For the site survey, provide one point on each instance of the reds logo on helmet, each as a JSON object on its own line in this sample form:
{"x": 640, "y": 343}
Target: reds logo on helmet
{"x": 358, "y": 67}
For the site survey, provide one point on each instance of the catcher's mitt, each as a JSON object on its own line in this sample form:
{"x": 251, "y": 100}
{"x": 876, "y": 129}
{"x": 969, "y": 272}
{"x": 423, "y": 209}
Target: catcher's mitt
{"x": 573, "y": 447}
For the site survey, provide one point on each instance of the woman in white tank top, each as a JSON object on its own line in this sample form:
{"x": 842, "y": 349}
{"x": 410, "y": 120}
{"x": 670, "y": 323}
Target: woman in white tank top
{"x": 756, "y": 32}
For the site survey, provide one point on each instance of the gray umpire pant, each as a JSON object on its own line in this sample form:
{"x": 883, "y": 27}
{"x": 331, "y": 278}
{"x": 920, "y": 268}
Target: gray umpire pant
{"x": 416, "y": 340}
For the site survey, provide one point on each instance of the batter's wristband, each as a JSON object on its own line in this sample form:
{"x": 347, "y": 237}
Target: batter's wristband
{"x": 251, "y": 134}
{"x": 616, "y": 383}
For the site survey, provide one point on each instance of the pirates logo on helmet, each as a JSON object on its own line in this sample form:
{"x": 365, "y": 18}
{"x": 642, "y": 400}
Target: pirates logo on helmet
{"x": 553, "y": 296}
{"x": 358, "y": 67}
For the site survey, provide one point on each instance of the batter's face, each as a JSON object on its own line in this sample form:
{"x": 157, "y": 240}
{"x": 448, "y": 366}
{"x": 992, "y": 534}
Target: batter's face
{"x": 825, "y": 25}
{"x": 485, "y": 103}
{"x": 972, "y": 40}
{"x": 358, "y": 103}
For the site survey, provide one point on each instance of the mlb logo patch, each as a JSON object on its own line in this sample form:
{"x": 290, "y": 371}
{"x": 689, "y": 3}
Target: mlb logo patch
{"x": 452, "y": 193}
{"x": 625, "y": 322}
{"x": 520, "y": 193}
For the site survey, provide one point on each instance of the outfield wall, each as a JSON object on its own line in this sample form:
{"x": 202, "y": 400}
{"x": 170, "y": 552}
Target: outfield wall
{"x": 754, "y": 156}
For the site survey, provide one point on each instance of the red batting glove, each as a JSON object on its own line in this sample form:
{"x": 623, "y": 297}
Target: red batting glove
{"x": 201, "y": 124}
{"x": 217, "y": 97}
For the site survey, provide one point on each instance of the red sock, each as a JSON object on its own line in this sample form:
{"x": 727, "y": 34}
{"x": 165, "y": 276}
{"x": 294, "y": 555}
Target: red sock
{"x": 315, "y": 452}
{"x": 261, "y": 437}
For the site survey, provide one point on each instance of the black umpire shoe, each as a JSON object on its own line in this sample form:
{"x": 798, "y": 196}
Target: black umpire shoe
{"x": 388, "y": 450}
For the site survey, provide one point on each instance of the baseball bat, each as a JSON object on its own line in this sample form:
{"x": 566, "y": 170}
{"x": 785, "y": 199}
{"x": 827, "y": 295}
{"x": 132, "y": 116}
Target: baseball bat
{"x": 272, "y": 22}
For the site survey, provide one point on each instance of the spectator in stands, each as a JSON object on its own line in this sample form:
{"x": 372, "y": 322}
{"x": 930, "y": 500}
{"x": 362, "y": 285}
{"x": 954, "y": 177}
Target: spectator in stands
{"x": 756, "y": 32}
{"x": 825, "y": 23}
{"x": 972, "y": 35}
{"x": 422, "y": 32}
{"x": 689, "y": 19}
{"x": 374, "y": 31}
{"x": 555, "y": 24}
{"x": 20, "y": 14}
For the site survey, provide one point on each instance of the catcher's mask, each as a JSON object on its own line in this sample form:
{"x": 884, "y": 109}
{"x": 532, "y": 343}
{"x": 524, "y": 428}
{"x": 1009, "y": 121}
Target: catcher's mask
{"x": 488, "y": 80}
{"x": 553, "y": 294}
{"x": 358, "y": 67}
○ ○ ○ ○ ○
Extract each line from the listing above, please, and repeat it exactly.

**Completed exercise:**
For the site survey, provide one point on each instance of the reds logo on helmet, each as a JSON object on its own line in this sample form:
{"x": 640, "y": 343}
Target: reds logo on helmet
{"x": 358, "y": 67}
For the site survey, provide one point on each instance of the catcher's mitt, each as a JSON object on its own line in this sample form:
{"x": 251, "y": 100}
{"x": 876, "y": 129}
{"x": 969, "y": 272}
{"x": 423, "y": 209}
Target: catcher's mitt
{"x": 573, "y": 447}
For the site survey, provide one point on each instance of the woman in white tank top, each as a JSON object on its own line in this sample form:
{"x": 842, "y": 349}
{"x": 410, "y": 120}
{"x": 670, "y": 323}
Target: woman in white tank top
{"x": 756, "y": 32}
For the site survey, provide one point on each instance of the gray umpire pant, each as a JSON object on its own line in this sample form:
{"x": 883, "y": 27}
{"x": 331, "y": 278}
{"x": 920, "y": 268}
Target: gray umpire pant
{"x": 416, "y": 340}
For the site survey, provide one point on each instance of the batter's wristband, each as a JSON object on its own line in this sample form:
{"x": 347, "y": 237}
Target: batter's wristband
{"x": 251, "y": 134}
{"x": 616, "y": 383}
For the site survey, provide one point on each instance of the pirates logo on helmet, each as a JSON object on its own line in this sample form:
{"x": 365, "y": 18}
{"x": 642, "y": 400}
Target: pirates logo on helmet
{"x": 553, "y": 296}
{"x": 358, "y": 67}
For the site survey, provide one point on each instance of the batter's face, each as a JSON object on its own line in this sample form:
{"x": 157, "y": 240}
{"x": 448, "y": 366}
{"x": 992, "y": 534}
Target: batter's face
{"x": 825, "y": 25}
{"x": 485, "y": 103}
{"x": 972, "y": 40}
{"x": 358, "y": 103}
For the site survey, provide one point on each instance of the mlb logo patch, each as a JSON object on its own line in this sample form:
{"x": 290, "y": 371}
{"x": 689, "y": 3}
Target: mlb logo patch
{"x": 452, "y": 193}
{"x": 625, "y": 322}
{"x": 520, "y": 193}
For the site survey, provide one point on each instance of the outfield wall, each as a JSON object on its own line in this sample form:
{"x": 202, "y": 400}
{"x": 170, "y": 552}
Target: outfield wall
{"x": 754, "y": 156}
For the site survey, provide one point on each instance of the red batting glove, each as a JSON object on its own line in this sample form:
{"x": 623, "y": 297}
Target: red batting glove
{"x": 201, "y": 124}
{"x": 217, "y": 97}
For the site survey, provide one point on each instance of the red sock, each as a JSON object on its own line in this sample form:
{"x": 727, "y": 34}
{"x": 165, "y": 276}
{"x": 294, "y": 555}
Target: red sock
{"x": 315, "y": 452}
{"x": 261, "y": 437}
For the site survey, provide one point on each instance of the black umpire shoe, each as a JSON object on its own line in this sample form:
{"x": 798, "y": 196}
Target: black umpire shoe
{"x": 388, "y": 450}
For the site survey, provide one point on each instance of the baseball bat, each as a JSON object on its own line in this sample form:
{"x": 566, "y": 170}
{"x": 785, "y": 199}
{"x": 827, "y": 295}
{"x": 132, "y": 116}
Target: baseball bat
{"x": 272, "y": 22}
For the site survey, provide one point on each instance of the spectator in stands, each as a JSON object on its own line in this sample form:
{"x": 372, "y": 322}
{"x": 930, "y": 500}
{"x": 362, "y": 285}
{"x": 954, "y": 177}
Target: spectator in stands
{"x": 756, "y": 32}
{"x": 825, "y": 23}
{"x": 972, "y": 35}
{"x": 422, "y": 32}
{"x": 689, "y": 19}
{"x": 374, "y": 31}
{"x": 555, "y": 24}
{"x": 20, "y": 14}
For the site survey, provide one point on each instance of the catcher's mask, each as a JSON object on its own line in this sample form:
{"x": 884, "y": 109}
{"x": 532, "y": 343}
{"x": 524, "y": 428}
{"x": 1009, "y": 121}
Target: catcher's mask
{"x": 488, "y": 80}
{"x": 553, "y": 294}
{"x": 358, "y": 67}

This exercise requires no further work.